» Extract provided:
-------------------------

In Dream Cruise, Gillies has to deal with a particularly unique conflict: reacting to the horror and shock from a slowly advancing ghost on the small ship by moving almost in exaggerated pantomime; from a western angle, the natural filmic reaction would be to fight like hell, or get off the boat fast.
Another flaw lies in the portrayal of the cuckolded husband (Ryo Ishibashi, who lost his feet and dignity in Miike's twisted Audition). His behaviour is one-sided and explicitly menacing towards Jack Miller (Gillies), a young business agent who's betrayed a sacred trust by boffing beautiful wife/hood ornament Yuri (Blindness' Yoshino Kimura,). When Jack shrugs off Yuri's suspicions of her husband's potential desire to exact a bit of revenge, it negates the suspicion and unease director Suzuki's been building for Jack in the episode's first third, and makes his character look, well, stupid.
The making-of featurette also examines the challenges of the Japanese cast and crew as dialogue written in Japanese was translated for an English language episode, and the directed in Japanese; it sorta works, but the performances, when subjected to Tsuruta's lethargic pacing, are very, very strange; Gillies plays Jack with great reserve and low-level emoting, whereas Ishibashi broods with bubbling rage or erupts with cackling Anglo catch-phrases; and Kimura, while initially sympathetic, becomes spastic in her emotional reactions.
The episode's assets include atmospheric photography, a moody score by Kôji Endô' (Audition), and some chilling visual effects for the vengeful ghost, and there's also one lively sequence that has Jack trying to remove a determined severed hand from his leg while Yuri is slowly drowning in a locked loo, but it's a rare, punchy sequence in an otherwise meandering, dull narrative that at least moved with more purpose in the 58 min. broadcast edit.
Unlike prior bare bones DVD releases of J-horror, there's a decent level of information that dissects the significance of ghosts in Japanese culture (some nicely explained by director Tsuruta), as well as comparing the function of horror, and how it's distinctively experienced by western and Japanese audiences.
This title is available separately, and in a life-sized skull that houses the complete Second Season of Masters of Horror which includes "The Black Cat," "The Damned Thing," "Dream Cruise," "Family," 'Pelts," "Pro-Life," "Right to Die," "The Screwfly Solution," "Sounds Like," "Valerie on the Stairs," "The V Word," "The Washingtonians," and "We All Scream for Ice Cream."

-------------------------

» Source material:

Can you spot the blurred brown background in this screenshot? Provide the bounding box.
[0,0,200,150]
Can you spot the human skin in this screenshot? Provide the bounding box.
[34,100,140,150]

-------------------------

» Problems to solve:
a) In the Dream Cruise review, who composed the episode's moody score?
b) Write out everything in the Dream Cruise review from "In Dream Cruise, Gillies" down to "the boat fast.".

» Answers for the exercise:
a) Kôji Endô

b)
In Dream Cruise, Gillies has to deal with a particularly unique conflict: reacting to the horror and shock from a slowly advancing ghost on the small ship by moving almost in exaggerated pantomime; from a western angle, the natural filmic reaction would be to fight like hell, or get off the boat fast.